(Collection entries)

----------

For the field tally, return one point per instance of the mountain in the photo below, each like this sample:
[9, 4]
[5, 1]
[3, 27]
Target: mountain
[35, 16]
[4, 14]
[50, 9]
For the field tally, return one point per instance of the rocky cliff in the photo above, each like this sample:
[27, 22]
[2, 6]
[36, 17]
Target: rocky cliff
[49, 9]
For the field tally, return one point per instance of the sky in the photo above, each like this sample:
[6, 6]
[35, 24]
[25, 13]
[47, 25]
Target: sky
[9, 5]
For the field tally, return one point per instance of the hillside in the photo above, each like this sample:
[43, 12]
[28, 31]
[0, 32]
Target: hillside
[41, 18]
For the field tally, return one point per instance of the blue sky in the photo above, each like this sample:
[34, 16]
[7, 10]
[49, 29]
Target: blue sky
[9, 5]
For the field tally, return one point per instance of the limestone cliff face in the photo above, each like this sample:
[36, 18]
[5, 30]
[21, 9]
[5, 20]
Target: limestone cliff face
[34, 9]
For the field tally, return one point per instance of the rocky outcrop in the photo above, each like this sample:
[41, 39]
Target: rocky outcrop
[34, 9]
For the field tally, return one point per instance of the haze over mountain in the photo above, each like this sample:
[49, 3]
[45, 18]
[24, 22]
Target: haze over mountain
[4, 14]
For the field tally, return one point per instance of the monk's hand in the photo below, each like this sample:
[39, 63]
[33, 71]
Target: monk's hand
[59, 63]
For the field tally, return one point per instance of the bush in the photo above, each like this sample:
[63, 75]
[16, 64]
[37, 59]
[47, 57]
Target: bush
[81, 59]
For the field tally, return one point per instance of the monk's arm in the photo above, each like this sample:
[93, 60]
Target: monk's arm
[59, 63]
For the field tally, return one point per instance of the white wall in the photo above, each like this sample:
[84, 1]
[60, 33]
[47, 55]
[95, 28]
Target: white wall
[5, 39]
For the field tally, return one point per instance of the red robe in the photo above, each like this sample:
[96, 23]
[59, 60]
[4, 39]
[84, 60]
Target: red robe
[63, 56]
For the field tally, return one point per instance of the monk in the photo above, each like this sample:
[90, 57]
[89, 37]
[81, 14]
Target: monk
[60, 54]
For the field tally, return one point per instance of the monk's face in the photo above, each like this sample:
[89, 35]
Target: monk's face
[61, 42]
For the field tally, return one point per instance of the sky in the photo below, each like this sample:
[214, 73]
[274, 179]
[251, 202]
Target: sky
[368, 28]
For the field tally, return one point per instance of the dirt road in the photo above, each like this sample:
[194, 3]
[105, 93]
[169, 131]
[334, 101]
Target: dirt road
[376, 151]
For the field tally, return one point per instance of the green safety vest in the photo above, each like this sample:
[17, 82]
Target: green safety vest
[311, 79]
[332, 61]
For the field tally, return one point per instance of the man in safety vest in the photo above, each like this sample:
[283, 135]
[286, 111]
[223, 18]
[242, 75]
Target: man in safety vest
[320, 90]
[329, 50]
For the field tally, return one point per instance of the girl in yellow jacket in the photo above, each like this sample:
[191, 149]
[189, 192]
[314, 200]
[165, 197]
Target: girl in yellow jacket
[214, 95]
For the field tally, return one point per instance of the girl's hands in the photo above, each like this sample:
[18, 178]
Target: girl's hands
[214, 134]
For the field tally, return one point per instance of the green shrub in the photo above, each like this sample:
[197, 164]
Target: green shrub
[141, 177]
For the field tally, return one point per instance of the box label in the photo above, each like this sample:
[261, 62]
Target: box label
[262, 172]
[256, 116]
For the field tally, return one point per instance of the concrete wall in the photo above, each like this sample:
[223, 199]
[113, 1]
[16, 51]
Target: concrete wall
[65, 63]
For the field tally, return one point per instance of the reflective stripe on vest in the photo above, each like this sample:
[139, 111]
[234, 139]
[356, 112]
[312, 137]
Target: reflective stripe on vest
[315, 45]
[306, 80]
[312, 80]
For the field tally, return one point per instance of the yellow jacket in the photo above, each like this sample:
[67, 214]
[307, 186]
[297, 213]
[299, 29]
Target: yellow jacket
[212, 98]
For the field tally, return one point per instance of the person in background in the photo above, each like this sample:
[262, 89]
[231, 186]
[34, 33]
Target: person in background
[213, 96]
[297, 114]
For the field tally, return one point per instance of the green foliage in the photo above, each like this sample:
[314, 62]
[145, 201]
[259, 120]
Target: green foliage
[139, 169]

----------

#### [YOUR OBJECTIVE]
All of the entries above need to be reproduced exactly.

#### [EXPECTED ANSWER]
For the field tally, return one point per instance of the mountain in the photo below, each like this sample:
[9, 4]
[5, 1]
[3, 27]
Target: mountain
[35, 16]
[4, 14]
[50, 9]
For the field tally, return one point per instance of the rocky cliff in the photo above, each like this sample:
[27, 22]
[2, 6]
[36, 17]
Target: rocky cliff
[49, 9]
For the field tally, return one point per instance of the sky in the photo above, each like this sample:
[6, 6]
[35, 24]
[25, 13]
[47, 25]
Target: sky
[9, 5]
For the field tally, return one point per instance of the hillside in the photo above, each like this sample:
[43, 12]
[28, 31]
[0, 32]
Target: hillside
[41, 18]
For the field tally, return one point per instance of the blue sky in the photo above, each like this sample:
[34, 16]
[7, 10]
[49, 29]
Target: blue sky
[9, 5]
For the field tally, return one point per instance of the limestone cliff face in the photo above, each like this sample:
[36, 18]
[5, 30]
[21, 9]
[5, 20]
Target: limestone cliff face
[34, 9]
For the field tally, return one point per instance of the rocky outcrop in the photo above, each like this sample:
[41, 39]
Target: rocky outcrop
[34, 9]
For the field tally, return one point per instance of the haze over mountain in the photo above, each like this sample:
[49, 3]
[45, 18]
[24, 22]
Target: haze over mountain
[4, 14]
For the field tally, return one point per instance of the monk's hand in the photo below, each like this sample:
[39, 63]
[33, 71]
Target: monk's hand
[59, 63]
For the field tally, return one point per instance of the bush in the photo above, each like this sample:
[63, 75]
[16, 64]
[37, 59]
[47, 57]
Target: bush
[81, 59]
For the field tally, return one point per instance of the monk's arm in the photo above, each like this sample:
[93, 60]
Target: monk's arm
[59, 63]
For the field tally, return one point per instance of the white wall in the photo above, each like this sample:
[84, 1]
[60, 33]
[47, 55]
[95, 28]
Target: white wall
[5, 39]
For the field tally, return one point per instance of the red robe in the photo above, each like this sample:
[96, 23]
[59, 60]
[4, 39]
[84, 60]
Target: red robe
[63, 56]
For the field tally, return one point per instance of the monk in the photo above, each like this sample:
[90, 57]
[89, 37]
[81, 14]
Target: monk
[60, 54]
For the field tally, return one point per instance of the monk's face in the photo above, each like this sample:
[89, 35]
Target: monk's face
[61, 42]
For the field tally, return one point per instance of the sky in the photo below, each like this sample:
[214, 73]
[274, 179]
[251, 202]
Target: sky
[368, 28]
For the field tally, return one point per instance of the dirt road in the photo above, each like this sample:
[194, 3]
[105, 93]
[169, 131]
[334, 101]
Target: dirt road
[376, 151]
For the field tally, return one point per instance of the green safety vest in the photo above, each like this sample:
[17, 82]
Target: green safety vest
[311, 79]
[332, 61]
For the field tally, return one point per instance of the man in safety vest in the photo above, each like this sample:
[283, 135]
[286, 111]
[223, 18]
[242, 75]
Target: man in safety vest
[320, 90]
[329, 50]
For the field tally, return one point per instance of the girl in yellow jacket in the photo above, each like this sample:
[191, 149]
[189, 192]
[314, 200]
[165, 197]
Target: girl in yellow jacket
[214, 95]
For the field tally, return one point per instance of the girl's hands in the photo above, each like this sample:
[18, 178]
Target: girl's hands
[214, 134]
For the field tally, return one point per instance of the green shrub in the photo above, each like this sample:
[197, 164]
Target: green shrub
[141, 177]
For the field tally, return one point per instance of the box label in the photo above, each like this sample:
[261, 62]
Target: box label
[262, 172]
[256, 116]
For the field tally, return one point per instance of the concrete wall in the photo above, each like this sample:
[223, 199]
[113, 1]
[16, 51]
Target: concrete wall
[65, 63]
For the field tally, return one point per instance of the reflective stripe on vest in the photo above, each like this sample:
[139, 111]
[234, 139]
[356, 112]
[312, 137]
Target: reflective stripe on vest
[315, 45]
[306, 80]
[312, 80]
For the field tally, return one point per instance of the yellow jacket in the photo above, each like this sample:
[67, 214]
[307, 186]
[297, 213]
[299, 29]
Target: yellow jacket
[212, 98]
For the field tally, return one point per instance of the person in background in the photo above, each like this sample:
[262, 89]
[231, 186]
[34, 33]
Target: person in background
[213, 96]
[297, 114]
For the field tally, return one point per instance of the green foliage in the photo above, each like this sample:
[314, 62]
[145, 201]
[259, 120]
Target: green foliage
[139, 169]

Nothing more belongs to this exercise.